━━━ DOCUMENT PASSAGE ━━━
Burl Ives recorded the story told as a song "The Little Engine That Could" written by Gerald Marks and Milton Pascal with an orchestra directed by Percy Faith.  The song was released on the album Burl Ives Sings Little White Duck and Other Children's Favorites in 1964.

"Little Engine" toys and rail tours 
From 2005 to 2008, a full-size replica of the Little Engine That Could made an annual circuit around the United States. Arranged through Rail Events, Inc., a number of tourist and museum railroad operations hosted the "I Think I Can" Rail Tour. The replica was constructed in 2005 by the Strasburg Rail Road in southeast Pennsylvania who also constructed the Thomas The Tank Engine replicas that tour the United States. The last tour was in 2008. In 2009, the replica only appeared at the Texas State Railroad. In 2011, the website for the tour said that there would be dates announced for 2011, but dates were never posted and the message was still present in 2012 until it went offline. The last time the train ever operated was on September 16, 2012. As of 2015, the replica is owned by the Great Smoky Mountains Railroad, and has since been repainted to remove all references to the Little Engine That Could. It is currently displayed at the depot. Reasons for why the tour stopped are unknown.

American toy company Whittle Shortline produces wooden toy trains of The Little Engine That Could as a domestic alternative to Thomas the Tank Engine. Maxim Enterprise held the license prior to 2006.

List of other Little Engine That Could books
The Little Engine That Could and the Big Chase
I Knew You Could!
And The Fire Rescue
Choo Choo Charlie Saves the Carnival
And The Snowy, Blowy Christmas
Good Night, Little Engine
Three Little Engines

Legacy
A 1949 recording of the story by Paul Wing was inducted to the National Recording Registry in 2009.
━━━ INFORMATION GIVEN ━━━
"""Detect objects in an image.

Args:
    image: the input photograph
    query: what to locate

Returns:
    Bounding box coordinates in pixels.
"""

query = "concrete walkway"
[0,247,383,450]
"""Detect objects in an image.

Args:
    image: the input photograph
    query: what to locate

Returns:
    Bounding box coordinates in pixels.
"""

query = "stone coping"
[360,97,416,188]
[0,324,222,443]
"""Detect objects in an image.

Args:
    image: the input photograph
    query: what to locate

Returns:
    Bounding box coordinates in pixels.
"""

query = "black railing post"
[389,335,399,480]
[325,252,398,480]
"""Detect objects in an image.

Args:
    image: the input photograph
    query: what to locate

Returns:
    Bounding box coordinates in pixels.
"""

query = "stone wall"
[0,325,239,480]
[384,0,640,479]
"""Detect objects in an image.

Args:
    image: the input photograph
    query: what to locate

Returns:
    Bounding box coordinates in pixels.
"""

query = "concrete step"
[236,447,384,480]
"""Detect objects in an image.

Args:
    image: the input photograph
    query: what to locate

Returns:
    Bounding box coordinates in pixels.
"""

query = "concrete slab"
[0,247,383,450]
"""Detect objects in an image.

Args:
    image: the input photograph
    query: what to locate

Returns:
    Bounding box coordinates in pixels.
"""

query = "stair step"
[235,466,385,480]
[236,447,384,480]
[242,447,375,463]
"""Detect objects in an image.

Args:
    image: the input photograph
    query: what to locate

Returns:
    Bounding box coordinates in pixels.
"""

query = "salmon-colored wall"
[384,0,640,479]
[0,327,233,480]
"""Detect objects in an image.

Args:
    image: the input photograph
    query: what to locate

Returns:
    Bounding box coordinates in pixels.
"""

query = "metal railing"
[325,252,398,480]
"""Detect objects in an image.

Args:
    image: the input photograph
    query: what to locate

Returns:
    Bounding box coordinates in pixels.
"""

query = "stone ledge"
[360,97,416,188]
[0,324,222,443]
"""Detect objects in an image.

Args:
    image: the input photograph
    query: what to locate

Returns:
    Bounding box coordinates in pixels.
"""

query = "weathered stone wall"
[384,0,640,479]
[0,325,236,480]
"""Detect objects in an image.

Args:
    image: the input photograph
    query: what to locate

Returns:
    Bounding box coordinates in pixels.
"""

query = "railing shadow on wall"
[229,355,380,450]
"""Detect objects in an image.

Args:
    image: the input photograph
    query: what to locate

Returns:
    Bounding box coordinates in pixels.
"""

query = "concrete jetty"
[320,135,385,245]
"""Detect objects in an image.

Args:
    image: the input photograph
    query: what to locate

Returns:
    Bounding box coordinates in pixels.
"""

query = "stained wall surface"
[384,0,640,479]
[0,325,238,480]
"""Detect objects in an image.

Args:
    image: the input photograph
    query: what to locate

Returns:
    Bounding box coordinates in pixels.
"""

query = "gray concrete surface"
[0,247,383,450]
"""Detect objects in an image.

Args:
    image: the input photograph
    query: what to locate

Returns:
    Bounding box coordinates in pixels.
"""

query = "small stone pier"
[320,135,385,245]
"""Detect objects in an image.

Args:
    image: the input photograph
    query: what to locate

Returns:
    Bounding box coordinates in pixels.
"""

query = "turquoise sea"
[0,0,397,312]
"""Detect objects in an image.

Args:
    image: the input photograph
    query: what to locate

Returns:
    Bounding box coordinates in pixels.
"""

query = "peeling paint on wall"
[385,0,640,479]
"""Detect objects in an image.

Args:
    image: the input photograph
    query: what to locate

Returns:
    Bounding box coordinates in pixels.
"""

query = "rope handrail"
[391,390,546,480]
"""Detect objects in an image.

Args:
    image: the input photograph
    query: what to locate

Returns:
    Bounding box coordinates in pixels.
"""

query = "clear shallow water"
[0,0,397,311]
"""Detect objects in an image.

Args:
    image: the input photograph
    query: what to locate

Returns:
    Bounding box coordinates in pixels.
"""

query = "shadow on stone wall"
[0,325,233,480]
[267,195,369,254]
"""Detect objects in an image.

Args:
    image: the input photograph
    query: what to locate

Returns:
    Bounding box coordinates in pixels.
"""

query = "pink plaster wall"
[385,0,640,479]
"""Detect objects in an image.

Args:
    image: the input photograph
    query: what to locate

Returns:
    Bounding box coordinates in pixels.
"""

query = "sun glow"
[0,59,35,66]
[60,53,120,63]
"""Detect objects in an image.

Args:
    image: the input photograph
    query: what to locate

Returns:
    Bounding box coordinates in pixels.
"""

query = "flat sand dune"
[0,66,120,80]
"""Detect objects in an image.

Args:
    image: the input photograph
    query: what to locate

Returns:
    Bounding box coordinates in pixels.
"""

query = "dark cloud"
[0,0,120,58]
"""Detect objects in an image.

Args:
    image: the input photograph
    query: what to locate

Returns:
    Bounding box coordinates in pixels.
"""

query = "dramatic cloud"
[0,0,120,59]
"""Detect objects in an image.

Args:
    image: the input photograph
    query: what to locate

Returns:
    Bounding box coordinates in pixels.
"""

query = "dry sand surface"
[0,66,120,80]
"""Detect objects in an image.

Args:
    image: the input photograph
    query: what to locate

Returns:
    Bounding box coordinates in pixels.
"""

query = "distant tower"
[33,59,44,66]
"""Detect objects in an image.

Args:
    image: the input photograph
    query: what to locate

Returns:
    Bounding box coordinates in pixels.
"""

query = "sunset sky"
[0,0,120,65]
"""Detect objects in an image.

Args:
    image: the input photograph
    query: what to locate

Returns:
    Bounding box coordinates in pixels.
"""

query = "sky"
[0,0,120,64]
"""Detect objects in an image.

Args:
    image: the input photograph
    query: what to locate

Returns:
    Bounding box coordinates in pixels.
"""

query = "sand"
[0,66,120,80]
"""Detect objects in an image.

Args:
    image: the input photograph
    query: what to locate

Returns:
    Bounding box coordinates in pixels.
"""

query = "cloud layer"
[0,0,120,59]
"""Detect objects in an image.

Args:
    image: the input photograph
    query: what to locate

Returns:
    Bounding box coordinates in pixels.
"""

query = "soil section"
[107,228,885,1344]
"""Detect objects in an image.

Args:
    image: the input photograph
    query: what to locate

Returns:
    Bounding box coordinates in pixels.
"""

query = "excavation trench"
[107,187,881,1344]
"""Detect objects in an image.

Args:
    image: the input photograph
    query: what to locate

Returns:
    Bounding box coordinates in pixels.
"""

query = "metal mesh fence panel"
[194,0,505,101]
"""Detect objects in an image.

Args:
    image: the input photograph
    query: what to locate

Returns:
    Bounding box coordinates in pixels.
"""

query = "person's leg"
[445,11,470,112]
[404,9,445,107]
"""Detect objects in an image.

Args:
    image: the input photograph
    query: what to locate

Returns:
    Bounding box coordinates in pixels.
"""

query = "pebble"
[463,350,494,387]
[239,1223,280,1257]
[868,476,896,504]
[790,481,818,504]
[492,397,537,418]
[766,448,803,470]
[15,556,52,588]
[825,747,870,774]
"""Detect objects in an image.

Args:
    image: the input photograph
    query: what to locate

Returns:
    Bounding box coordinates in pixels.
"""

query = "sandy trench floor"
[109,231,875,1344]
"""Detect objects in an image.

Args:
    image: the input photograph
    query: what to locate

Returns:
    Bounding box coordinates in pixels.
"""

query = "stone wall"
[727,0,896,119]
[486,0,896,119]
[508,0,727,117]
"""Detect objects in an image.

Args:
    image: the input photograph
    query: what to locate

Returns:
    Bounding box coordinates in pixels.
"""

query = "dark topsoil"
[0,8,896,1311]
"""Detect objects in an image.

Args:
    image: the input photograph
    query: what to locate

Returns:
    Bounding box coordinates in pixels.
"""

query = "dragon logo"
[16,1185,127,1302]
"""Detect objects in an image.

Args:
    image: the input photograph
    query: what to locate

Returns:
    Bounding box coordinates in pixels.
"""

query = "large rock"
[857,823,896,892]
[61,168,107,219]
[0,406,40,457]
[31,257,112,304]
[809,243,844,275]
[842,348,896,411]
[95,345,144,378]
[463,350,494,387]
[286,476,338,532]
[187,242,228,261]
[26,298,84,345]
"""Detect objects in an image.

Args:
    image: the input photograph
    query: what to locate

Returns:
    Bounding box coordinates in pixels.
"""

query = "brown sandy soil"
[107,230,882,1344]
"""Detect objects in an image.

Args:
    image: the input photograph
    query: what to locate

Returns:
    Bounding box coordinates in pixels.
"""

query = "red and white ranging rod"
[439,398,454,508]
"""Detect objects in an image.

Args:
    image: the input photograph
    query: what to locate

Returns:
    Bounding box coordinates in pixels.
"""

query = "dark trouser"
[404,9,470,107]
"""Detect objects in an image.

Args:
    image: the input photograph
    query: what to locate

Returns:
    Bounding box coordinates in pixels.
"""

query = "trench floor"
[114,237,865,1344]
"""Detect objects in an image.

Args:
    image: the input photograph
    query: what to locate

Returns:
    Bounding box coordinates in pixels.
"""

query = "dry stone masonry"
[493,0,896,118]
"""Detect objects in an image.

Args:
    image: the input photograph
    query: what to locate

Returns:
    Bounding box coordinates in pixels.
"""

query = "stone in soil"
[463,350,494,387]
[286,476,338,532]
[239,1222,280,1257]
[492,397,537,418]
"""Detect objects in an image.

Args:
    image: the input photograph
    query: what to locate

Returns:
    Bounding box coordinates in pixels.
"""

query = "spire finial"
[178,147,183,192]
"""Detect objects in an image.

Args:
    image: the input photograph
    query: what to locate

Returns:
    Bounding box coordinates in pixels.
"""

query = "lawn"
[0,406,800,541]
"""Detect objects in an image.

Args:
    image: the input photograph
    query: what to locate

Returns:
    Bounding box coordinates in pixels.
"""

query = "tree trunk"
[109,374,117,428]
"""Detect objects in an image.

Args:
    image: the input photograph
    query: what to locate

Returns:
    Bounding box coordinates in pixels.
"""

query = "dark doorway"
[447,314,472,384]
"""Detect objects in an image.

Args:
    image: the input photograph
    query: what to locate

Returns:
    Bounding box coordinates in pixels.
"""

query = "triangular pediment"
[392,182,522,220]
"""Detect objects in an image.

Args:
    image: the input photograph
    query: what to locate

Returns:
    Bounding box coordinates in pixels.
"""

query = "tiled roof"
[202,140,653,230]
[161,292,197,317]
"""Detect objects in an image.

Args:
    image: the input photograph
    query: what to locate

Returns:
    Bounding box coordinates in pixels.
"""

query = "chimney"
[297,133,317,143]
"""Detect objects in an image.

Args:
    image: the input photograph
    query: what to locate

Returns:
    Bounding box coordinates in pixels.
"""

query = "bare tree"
━━━
→ **WRITTEN REQUEST**
Resume the passage about The Little Engine That Could from the point where it stops. The records have nothing to do with this.

→ **OUTPUT**
In popular culture 
 In the 1941 Disney movie Dumbo (as well as the Disneyland theme park ride), when Casey Jr. the circus train puffs up a hill, he chants, "I think I can!" and "I thought I could!" when going down the hill.
 The story is incorporated into the 1977 special The Easter Bunny Is Comin' to Town, in which the engine is named "Chugs" and is commissioned by the Easter Bunny to deliver Easter candy.
 This book was chosen by "Jumpstart Read for the Record" to be read worldwide to tens of thousands of children on August 24, 2006.
 Shel Silverstein wrote the poem "The Little Blue Engine", which referenced this story.
 A song version co-written by famed Looney Tunes writer Warren Foster was covered by the likes of John Denver, Burl Ives and Guy Lombardo.
 Variations of the story are also found in Choo-Choo, the Little Switch Engine by Wallace Wadsworth (published by Rand McNally) and in Peter Pan Records' Puff 'N Toot. In these stories, the titular locomotives are tasked with carrying their trains over a nearby steep mountain. Choo-Choo must substitute for a passenger engine who has broken down. Puff 'N Toot, carrying children to a summer campground, is unable to cross a damaged bridge, and must resort to using an old mountain track. The line "I think I can" is replaced with "I gotta make it" in this second story.
Eminem has a song named 'Little Engine' in his album Music To Be Murdered By. The song was heavily packed with references from the book.

See also
 The Little Engine That Could – The 1991 film adaptation of the book.
 The Little Engine That Could – The 2011 CGI film starring Alyson Stoner.
 Thomas the Tank Engine – A similar British character.

References

External links

The Little Engine That Could (1963 10-min film) at Internet Archive, by Coronet Films
Volume I of My Book House The Little Engine That Could starts on p. 193.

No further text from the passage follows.